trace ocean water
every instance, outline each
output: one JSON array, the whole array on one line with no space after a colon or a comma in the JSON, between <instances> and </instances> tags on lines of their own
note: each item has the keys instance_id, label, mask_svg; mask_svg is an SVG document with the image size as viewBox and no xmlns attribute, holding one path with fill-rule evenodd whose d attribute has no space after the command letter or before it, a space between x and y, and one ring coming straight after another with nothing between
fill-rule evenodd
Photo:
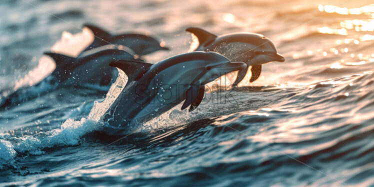
<instances>
[{"instance_id":1,"label":"ocean water","mask_svg":"<svg viewBox=\"0 0 374 187\"><path fill-rule=\"evenodd\" d=\"M43 52L79 54L86 22L171 47L150 62L188 51L190 26L262 34L286 60L238 88L217 80L196 110L180 104L124 136L98 120L122 74L108 93L66 87L0 110L0 186L374 186L373 4L2 0L0 100L53 70Z\"/></svg>"}]
</instances>

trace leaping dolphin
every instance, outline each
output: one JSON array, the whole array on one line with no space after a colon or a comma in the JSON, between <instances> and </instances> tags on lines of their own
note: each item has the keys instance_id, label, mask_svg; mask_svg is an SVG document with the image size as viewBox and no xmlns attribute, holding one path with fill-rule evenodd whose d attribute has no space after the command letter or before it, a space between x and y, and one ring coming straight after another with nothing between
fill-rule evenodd
<instances>
[{"instance_id":1,"label":"leaping dolphin","mask_svg":"<svg viewBox=\"0 0 374 187\"><path fill-rule=\"evenodd\" d=\"M252 66L250 81L257 80L261 74L262 64L272 61L283 62L284 58L276 52L274 44L262 35L248 33L233 33L216 36L202 29L190 28L186 30L194 34L199 46L194 50L214 52L233 62L244 62L246 68L239 71L233 86L244 78Z\"/></svg>"},{"instance_id":2,"label":"leaping dolphin","mask_svg":"<svg viewBox=\"0 0 374 187\"><path fill-rule=\"evenodd\" d=\"M6 97L0 108L18 104L36 98L60 85L81 86L84 84L109 84L116 70L109 66L116 60L144 61L122 46L121 49L112 45L87 51L76 58L52 52L44 54L50 56L56 68L42 80L32 86L21 88Z\"/></svg>"},{"instance_id":3,"label":"leaping dolphin","mask_svg":"<svg viewBox=\"0 0 374 187\"><path fill-rule=\"evenodd\" d=\"M84 25L94 33L94 39L92 43L84 52L107 44L122 45L132 50L136 54L140 56L149 54L158 50L170 50L154 38L140 34L124 34L112 35L104 30L92 24Z\"/></svg>"},{"instance_id":4,"label":"leaping dolphin","mask_svg":"<svg viewBox=\"0 0 374 187\"><path fill-rule=\"evenodd\" d=\"M190 106L192 111L204 97L206 84L246 66L218 53L202 52L178 54L154 64L120 60L110 65L124 71L128 78L102 117L110 126L107 132L118 135L126 131L126 126L150 120L184 100L182 109Z\"/></svg>"}]
</instances>

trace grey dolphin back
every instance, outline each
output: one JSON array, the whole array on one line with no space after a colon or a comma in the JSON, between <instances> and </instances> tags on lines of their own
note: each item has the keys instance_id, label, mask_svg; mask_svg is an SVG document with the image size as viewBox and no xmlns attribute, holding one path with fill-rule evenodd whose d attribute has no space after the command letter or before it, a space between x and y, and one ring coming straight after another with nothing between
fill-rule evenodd
<instances>
[{"instance_id":1,"label":"grey dolphin back","mask_svg":"<svg viewBox=\"0 0 374 187\"><path fill-rule=\"evenodd\" d=\"M82 52L105 44L111 44L109 40L110 40L112 36L108 32L90 24L85 24L83 26L91 30L94 34L94 41Z\"/></svg>"},{"instance_id":2,"label":"grey dolphin back","mask_svg":"<svg viewBox=\"0 0 374 187\"><path fill-rule=\"evenodd\" d=\"M199 42L198 48L208 46L217 38L216 36L200 28L187 28L186 31L191 32L198 37Z\"/></svg>"},{"instance_id":3,"label":"grey dolphin back","mask_svg":"<svg viewBox=\"0 0 374 187\"><path fill-rule=\"evenodd\" d=\"M54 60L56 68L52 74L60 82L67 80L70 76L70 72L79 66L76 58L74 57L52 52L44 52L44 54L50 56Z\"/></svg>"},{"instance_id":4,"label":"grey dolphin back","mask_svg":"<svg viewBox=\"0 0 374 187\"><path fill-rule=\"evenodd\" d=\"M128 82L143 76L142 73L146 72L152 65L153 64L144 62L122 60L114 61L109 64L109 66L118 68L126 74L128 78Z\"/></svg>"}]
</instances>

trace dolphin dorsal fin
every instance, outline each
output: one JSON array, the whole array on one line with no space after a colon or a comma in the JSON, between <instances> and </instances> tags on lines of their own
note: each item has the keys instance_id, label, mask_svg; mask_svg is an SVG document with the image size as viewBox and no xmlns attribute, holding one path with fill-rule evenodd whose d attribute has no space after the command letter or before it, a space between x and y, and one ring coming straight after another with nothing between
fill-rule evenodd
<instances>
[{"instance_id":1,"label":"dolphin dorsal fin","mask_svg":"<svg viewBox=\"0 0 374 187\"><path fill-rule=\"evenodd\" d=\"M186 31L191 32L196 36L198 40L198 46L208 45L216 40L217 36L206 30L197 28L190 28Z\"/></svg>"},{"instance_id":2,"label":"dolphin dorsal fin","mask_svg":"<svg viewBox=\"0 0 374 187\"><path fill-rule=\"evenodd\" d=\"M74 57L52 52L44 52L44 54L50 56L54 60L56 68L52 74L60 82L66 80L70 75L68 72L72 71L78 65Z\"/></svg>"},{"instance_id":3,"label":"dolphin dorsal fin","mask_svg":"<svg viewBox=\"0 0 374 187\"><path fill-rule=\"evenodd\" d=\"M142 62L124 60L114 61L109 64L112 67L118 68L124 71L128 78L128 82L135 80L140 76L142 76L141 74L149 69L152 65L153 64Z\"/></svg>"}]
</instances>

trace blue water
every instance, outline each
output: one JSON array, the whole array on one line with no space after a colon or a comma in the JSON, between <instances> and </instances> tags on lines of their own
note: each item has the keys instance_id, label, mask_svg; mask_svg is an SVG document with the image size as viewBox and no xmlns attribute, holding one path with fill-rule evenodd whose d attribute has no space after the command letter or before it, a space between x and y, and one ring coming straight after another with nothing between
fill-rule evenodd
<instances>
[{"instance_id":1,"label":"blue water","mask_svg":"<svg viewBox=\"0 0 374 187\"><path fill-rule=\"evenodd\" d=\"M188 51L192 26L260 33L286 60L126 136L96 120L124 77L109 93L64 87L0 110L0 186L374 186L372 3L2 1L0 100L53 70L44 51L78 54L86 22L150 32L172 47L150 62Z\"/></svg>"}]
</instances>

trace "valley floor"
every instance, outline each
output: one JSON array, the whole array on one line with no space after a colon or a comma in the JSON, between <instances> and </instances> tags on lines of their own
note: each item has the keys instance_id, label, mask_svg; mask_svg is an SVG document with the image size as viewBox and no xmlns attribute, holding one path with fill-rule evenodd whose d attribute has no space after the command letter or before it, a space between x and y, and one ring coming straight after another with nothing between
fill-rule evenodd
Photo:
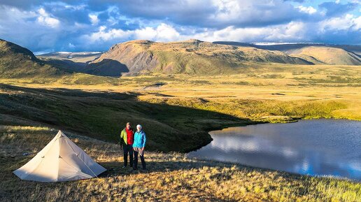
<instances>
[{"instance_id":1,"label":"valley floor","mask_svg":"<svg viewBox=\"0 0 361 202\"><path fill-rule=\"evenodd\" d=\"M149 171L122 168L118 145L65 131L108 169L99 178L56 183L20 180L12 171L57 134L41 127L0 127L1 201L360 201L361 184L149 152ZM27 152L29 156L22 156Z\"/></svg>"}]
</instances>

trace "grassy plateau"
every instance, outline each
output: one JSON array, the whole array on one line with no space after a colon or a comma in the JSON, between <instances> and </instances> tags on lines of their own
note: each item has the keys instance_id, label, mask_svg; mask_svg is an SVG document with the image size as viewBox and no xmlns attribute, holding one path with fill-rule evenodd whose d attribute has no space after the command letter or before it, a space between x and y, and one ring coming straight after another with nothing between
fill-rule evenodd
<instances>
[{"instance_id":1,"label":"grassy plateau","mask_svg":"<svg viewBox=\"0 0 361 202\"><path fill-rule=\"evenodd\" d=\"M237 74L84 73L0 79L1 201L360 201L361 184L188 159L208 131L298 119L361 120L361 66L249 64ZM142 124L149 171L122 169L125 123ZM63 129L108 169L98 178L22 181L21 166ZM30 153L22 156L24 152Z\"/></svg>"},{"instance_id":2,"label":"grassy plateau","mask_svg":"<svg viewBox=\"0 0 361 202\"><path fill-rule=\"evenodd\" d=\"M360 201L361 197L361 184L355 182L201 161L177 152L147 152L149 171L133 171L121 168L119 145L69 131L65 133L106 173L52 183L21 180L11 173L56 133L45 127L0 126L1 201Z\"/></svg>"}]
</instances>

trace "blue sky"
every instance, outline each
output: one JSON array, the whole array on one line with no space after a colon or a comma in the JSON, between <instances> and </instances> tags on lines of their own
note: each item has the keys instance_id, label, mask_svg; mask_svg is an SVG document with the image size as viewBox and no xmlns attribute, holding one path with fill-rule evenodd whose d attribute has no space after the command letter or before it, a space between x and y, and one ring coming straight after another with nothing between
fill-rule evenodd
<instances>
[{"instance_id":1,"label":"blue sky","mask_svg":"<svg viewBox=\"0 0 361 202\"><path fill-rule=\"evenodd\" d=\"M361 44L360 0L0 1L0 38L33 52L155 41Z\"/></svg>"}]
</instances>

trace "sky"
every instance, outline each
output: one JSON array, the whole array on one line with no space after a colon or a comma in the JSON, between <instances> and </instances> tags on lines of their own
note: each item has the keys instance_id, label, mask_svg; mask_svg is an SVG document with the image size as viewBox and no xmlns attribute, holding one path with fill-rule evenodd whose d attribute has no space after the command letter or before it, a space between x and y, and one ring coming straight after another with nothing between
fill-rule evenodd
<instances>
[{"instance_id":1,"label":"sky","mask_svg":"<svg viewBox=\"0 0 361 202\"><path fill-rule=\"evenodd\" d=\"M135 39L361 44L361 0L0 0L0 38L36 53Z\"/></svg>"}]
</instances>

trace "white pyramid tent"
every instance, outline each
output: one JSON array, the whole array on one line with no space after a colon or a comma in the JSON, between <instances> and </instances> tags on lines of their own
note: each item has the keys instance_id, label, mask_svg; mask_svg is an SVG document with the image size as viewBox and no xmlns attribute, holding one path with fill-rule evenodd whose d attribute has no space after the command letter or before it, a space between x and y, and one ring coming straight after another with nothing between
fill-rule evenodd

What the task asks: Count the lines in the items above that contain the string "trace", treating uppercase and lowercase as different, and give only the number.

Task response: 10